▶ _Tarea 1_:
Devuelve completo, sin ningún cambio, el texto sobre el velorio que aparece a continuación.

▶ _Texto de lectura_:
▬▬▬▬▬▬▬▬▬▬
Las doñas se dan duro con su luto y por nada del mundo dejarían de rezar, no vaya a ser cosa que el muerto necesite ese empujón para llegar directo al Cielo. Ni siquiera levantan la cabeza para mirar hacia la ventana por la que entra todo ese ruido tan fuera de lugar, tan antivelorio. Pocos metros más allá está el origen de la bulla: un grupo de hombres que lanza unas perfectas carcajadas caribeñas. Aplauden, se limpian las lágrimas de la cara y gritan ¡qué vaina tan buena! Uno, dos, tres buches más de la botella de ron que rueda entre ellos y otra vez a morirse de la risa. Entre chiste y chiste ni se asoman a ver al muerto que vinieron a velar. Su show se lo está robando Chivolito, el bufón de velorios.
▬▬▬▬▬▬▬▬▬▬
▶ _Listado_:
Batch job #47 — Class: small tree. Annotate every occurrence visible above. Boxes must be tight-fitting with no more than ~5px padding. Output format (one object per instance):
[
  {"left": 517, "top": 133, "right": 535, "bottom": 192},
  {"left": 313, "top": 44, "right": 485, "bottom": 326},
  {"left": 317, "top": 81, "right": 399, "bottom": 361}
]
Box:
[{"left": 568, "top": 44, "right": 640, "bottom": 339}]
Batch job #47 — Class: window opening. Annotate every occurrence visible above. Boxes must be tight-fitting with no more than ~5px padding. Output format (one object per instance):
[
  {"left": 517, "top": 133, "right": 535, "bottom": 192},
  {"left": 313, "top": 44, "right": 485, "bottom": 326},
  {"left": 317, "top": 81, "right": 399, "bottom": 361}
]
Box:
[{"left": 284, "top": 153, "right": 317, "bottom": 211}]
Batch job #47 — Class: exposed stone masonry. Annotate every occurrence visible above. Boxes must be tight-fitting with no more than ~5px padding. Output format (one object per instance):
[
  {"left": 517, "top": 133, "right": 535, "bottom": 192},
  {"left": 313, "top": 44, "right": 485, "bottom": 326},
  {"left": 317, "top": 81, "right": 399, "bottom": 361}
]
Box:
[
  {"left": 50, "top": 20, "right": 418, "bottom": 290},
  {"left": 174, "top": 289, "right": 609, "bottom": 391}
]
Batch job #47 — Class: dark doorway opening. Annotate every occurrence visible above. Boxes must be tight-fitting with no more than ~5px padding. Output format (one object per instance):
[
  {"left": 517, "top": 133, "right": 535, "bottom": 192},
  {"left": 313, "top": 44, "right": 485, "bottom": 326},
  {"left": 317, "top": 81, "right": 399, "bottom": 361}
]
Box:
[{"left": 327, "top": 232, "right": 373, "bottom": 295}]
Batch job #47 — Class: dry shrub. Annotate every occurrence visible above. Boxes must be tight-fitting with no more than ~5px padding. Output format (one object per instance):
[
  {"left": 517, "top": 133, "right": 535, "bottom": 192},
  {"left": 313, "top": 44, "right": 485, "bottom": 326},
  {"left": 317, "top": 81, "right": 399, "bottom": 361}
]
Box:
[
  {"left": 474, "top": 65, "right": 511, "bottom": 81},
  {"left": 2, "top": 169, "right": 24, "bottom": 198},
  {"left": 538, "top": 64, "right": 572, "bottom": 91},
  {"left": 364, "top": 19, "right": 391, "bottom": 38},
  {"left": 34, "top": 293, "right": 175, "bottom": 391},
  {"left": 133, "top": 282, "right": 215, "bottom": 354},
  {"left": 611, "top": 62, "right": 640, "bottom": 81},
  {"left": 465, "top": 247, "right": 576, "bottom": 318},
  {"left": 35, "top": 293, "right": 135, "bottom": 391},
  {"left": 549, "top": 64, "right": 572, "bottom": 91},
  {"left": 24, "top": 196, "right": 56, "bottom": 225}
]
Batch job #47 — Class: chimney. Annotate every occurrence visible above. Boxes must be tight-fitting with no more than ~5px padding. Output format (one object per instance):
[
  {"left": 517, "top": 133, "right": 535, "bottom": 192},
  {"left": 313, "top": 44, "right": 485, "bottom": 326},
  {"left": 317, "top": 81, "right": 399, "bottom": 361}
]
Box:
▬▬▬▬▬▬▬▬▬▬
▶ _Tarea 2_:
Identifica en las entradas anteriores cada línea que contenga la palabra "opening" y cópiala tal cual. Ten en cuenta que se distinguen mayúsculas y minúsculas.

▶ _Respuesta correcta 1_:
Las doñas se dan duro con su luto y por nada del mundo dejarían de rezar, no vaya a ser cosa que el muerto necesite ese empujón para llegar directo al Cielo. Ni siquiera levantan la cabeza para mirar hacia la ventana por la que entra todo ese ruido tan fuera de lugar, tan antivelorio. Pocos metros más allá está el origen de la bulla: un grupo de hombres que lanza unas perfectas carcajadas caribeñas. Aplauden, se limpian las lágrimas de la cara y gritan ¡qué vaina tan buena! Uno, dos, tres buches más de la botella de ron que rueda entre ellos y otra vez a morirse de la risa. Entre chiste y chiste ni se asoman a ver al muerto que vinieron a velar. Su show se lo está robando Chivolito, el bufón de velorios.

▶ _Respuesta correcta 2_:
Batch job #47 — Class: window opening. Annotate every occurrence visible above. Boxes must be tight-fitting with no more than ~5px padding. Output format (one object per instance):
Batch job #47 — Class: dark doorway opening. Annotate every occurrence visible above. Boxes must be tight-fitting with no more than ~5px padding. Output format (one object per instance):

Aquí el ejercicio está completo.